◆ **WORK TO COMPLETE**
Can you render the stretch from the start of the data through the line containing "262 70 334 97", that line included, as a JSON list of strings with one string per line and blank lines left out?

==========

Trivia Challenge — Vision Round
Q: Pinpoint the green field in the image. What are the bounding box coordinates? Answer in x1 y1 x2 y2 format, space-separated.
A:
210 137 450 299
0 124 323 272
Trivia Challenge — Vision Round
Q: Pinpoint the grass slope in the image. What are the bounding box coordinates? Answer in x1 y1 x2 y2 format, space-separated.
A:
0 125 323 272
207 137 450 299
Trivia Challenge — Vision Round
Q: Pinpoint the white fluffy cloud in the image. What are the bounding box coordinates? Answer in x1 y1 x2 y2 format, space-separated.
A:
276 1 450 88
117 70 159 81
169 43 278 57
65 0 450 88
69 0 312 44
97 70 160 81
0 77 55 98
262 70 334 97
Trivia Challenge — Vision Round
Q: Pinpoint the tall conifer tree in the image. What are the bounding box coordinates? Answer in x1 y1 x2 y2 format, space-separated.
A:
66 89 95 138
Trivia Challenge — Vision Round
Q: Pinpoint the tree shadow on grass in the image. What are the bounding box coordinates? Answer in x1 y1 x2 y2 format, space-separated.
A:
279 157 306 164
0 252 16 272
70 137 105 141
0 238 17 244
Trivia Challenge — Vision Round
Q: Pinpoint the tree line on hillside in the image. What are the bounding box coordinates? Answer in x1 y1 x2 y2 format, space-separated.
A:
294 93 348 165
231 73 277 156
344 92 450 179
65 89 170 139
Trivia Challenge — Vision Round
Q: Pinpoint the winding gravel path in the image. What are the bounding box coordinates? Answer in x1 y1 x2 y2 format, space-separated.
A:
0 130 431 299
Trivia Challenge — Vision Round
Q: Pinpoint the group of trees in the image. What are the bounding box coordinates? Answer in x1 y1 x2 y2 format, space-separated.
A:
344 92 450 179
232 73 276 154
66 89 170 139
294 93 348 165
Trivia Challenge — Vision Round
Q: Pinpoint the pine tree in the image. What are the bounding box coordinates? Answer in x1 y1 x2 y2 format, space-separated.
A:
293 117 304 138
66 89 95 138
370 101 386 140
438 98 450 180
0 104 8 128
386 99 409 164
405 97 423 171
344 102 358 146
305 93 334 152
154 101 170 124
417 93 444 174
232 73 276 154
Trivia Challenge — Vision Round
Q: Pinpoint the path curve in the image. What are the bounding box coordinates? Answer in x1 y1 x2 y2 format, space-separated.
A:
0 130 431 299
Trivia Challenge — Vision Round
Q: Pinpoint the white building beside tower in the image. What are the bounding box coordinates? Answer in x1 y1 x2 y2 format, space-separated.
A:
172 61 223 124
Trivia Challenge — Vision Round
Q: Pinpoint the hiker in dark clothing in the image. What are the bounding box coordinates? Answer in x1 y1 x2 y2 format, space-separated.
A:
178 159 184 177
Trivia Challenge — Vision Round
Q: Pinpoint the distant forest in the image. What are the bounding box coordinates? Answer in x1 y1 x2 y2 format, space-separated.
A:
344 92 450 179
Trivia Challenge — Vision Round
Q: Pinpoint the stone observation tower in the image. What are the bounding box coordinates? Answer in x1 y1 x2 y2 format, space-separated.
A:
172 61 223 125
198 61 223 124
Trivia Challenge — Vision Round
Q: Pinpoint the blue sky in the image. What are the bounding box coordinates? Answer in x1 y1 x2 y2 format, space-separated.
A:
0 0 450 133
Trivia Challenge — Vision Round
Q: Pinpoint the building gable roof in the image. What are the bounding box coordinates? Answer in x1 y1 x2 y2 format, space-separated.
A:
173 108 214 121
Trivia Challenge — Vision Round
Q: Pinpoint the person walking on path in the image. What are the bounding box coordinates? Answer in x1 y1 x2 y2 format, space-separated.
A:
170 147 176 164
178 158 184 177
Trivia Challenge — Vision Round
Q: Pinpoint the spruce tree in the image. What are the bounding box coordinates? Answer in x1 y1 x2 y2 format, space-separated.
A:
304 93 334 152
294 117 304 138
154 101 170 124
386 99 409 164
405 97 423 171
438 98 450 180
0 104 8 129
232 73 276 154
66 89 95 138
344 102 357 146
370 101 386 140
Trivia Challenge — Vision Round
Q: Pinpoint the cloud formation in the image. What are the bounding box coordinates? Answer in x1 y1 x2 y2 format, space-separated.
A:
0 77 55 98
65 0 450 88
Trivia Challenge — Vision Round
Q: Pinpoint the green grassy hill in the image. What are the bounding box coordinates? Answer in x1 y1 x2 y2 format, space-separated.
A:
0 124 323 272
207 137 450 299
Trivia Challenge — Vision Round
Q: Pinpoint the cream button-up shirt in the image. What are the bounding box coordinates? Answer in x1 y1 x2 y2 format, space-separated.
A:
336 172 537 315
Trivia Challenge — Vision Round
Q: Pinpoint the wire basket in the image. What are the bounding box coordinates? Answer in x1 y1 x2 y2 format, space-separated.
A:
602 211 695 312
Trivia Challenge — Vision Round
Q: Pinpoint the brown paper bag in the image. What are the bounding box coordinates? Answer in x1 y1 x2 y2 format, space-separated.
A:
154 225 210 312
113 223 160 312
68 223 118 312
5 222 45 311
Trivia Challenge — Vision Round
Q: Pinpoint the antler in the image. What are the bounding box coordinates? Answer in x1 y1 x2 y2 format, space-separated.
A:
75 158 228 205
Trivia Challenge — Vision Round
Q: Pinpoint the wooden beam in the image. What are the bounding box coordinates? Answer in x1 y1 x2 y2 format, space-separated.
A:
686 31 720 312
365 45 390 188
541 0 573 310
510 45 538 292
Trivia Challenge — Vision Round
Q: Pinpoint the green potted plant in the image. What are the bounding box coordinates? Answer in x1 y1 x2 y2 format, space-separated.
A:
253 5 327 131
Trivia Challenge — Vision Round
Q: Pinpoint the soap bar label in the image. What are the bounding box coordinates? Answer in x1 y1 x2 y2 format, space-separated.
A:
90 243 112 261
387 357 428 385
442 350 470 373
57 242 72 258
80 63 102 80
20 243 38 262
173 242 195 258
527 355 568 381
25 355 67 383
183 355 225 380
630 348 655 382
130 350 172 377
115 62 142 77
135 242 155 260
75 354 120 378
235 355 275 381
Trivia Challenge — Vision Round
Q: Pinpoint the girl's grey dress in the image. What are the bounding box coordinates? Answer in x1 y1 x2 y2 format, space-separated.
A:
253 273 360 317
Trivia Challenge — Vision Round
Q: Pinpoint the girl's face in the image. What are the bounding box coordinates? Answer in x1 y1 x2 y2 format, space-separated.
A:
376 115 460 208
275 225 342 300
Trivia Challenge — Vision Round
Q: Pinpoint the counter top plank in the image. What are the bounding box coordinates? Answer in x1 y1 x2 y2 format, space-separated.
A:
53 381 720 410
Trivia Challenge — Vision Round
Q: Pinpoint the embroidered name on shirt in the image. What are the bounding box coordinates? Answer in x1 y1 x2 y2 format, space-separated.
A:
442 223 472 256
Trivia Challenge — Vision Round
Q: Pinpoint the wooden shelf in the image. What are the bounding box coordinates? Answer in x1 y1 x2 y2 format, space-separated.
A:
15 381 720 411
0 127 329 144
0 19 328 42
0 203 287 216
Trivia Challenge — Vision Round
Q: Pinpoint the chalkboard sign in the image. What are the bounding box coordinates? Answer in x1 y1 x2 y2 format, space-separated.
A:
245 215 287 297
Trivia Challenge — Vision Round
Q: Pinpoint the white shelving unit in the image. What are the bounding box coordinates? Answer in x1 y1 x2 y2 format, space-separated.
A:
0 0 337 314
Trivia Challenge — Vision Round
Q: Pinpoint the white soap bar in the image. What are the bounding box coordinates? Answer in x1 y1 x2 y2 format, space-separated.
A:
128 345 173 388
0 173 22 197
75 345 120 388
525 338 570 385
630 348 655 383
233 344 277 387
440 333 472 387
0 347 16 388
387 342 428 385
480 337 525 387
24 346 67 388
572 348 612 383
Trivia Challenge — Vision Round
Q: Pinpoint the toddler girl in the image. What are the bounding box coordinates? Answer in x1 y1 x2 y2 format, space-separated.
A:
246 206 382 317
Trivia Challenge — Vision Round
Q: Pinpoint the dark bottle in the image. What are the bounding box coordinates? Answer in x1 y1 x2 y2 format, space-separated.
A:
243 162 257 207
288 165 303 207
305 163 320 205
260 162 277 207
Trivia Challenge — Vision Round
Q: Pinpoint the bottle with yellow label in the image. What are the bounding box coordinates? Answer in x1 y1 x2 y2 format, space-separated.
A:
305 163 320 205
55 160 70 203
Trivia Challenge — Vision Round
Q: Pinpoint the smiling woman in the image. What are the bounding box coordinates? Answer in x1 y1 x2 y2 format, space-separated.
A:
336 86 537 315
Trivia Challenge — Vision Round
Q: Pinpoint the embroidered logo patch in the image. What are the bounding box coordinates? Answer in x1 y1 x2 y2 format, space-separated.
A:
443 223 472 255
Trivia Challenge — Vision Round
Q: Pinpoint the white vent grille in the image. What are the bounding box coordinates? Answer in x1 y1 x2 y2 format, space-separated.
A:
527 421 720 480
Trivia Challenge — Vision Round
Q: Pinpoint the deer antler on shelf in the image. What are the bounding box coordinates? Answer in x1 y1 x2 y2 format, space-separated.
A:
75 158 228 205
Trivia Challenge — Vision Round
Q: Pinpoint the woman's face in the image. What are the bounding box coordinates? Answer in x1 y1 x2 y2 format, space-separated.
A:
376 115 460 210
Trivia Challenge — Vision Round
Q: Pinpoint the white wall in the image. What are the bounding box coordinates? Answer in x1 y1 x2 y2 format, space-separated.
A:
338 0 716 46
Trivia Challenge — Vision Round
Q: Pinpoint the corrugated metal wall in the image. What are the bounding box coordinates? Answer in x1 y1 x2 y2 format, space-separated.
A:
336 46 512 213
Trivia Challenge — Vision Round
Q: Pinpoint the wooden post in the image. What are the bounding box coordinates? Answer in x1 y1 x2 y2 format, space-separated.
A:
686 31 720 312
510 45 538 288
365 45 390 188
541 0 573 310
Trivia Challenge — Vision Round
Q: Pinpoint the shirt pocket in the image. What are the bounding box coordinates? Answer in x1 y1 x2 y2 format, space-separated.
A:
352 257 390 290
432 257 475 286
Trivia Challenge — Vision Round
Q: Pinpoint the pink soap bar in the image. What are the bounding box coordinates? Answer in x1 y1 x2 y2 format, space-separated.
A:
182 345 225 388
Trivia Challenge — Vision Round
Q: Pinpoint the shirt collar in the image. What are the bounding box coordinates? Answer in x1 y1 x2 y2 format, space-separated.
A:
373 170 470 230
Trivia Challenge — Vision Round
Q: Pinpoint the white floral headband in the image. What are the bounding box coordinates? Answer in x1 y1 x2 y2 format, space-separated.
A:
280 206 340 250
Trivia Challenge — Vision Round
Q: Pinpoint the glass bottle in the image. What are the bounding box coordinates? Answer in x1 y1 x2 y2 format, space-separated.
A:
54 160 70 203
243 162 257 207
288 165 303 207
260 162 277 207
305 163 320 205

==========

◆ **TASK RESULT**
[
  "Trivia Challenge — Vision Round",
  "Q: Pinpoint the green field in the image. What are the bounding box coordinates? Answer in x1 y1 x2 y2 format, space-separated.",
  "A:",
  "210 137 450 299",
  "0 124 323 272",
  "Trivia Challenge — Vision Round",
  "Q: Pinpoint the grass slope in the image. What are the bounding box coordinates? Answer in x1 y1 x2 y2 format, space-separated.",
  "A:",
  "0 125 323 272",
  "207 137 450 299",
  "Trivia Challenge — Vision Round",
  "Q: Pinpoint the white fluffy cloud in the image. What are the bounding box coordinates? Answer in x1 y1 x2 y2 format, space-separated.",
  "A:",
  "276 1 450 88",
  "117 70 159 81",
  "169 43 278 57",
  "65 0 450 88",
  "69 0 312 44",
  "97 70 160 81",
  "0 77 55 98",
  "262 70 334 97"
]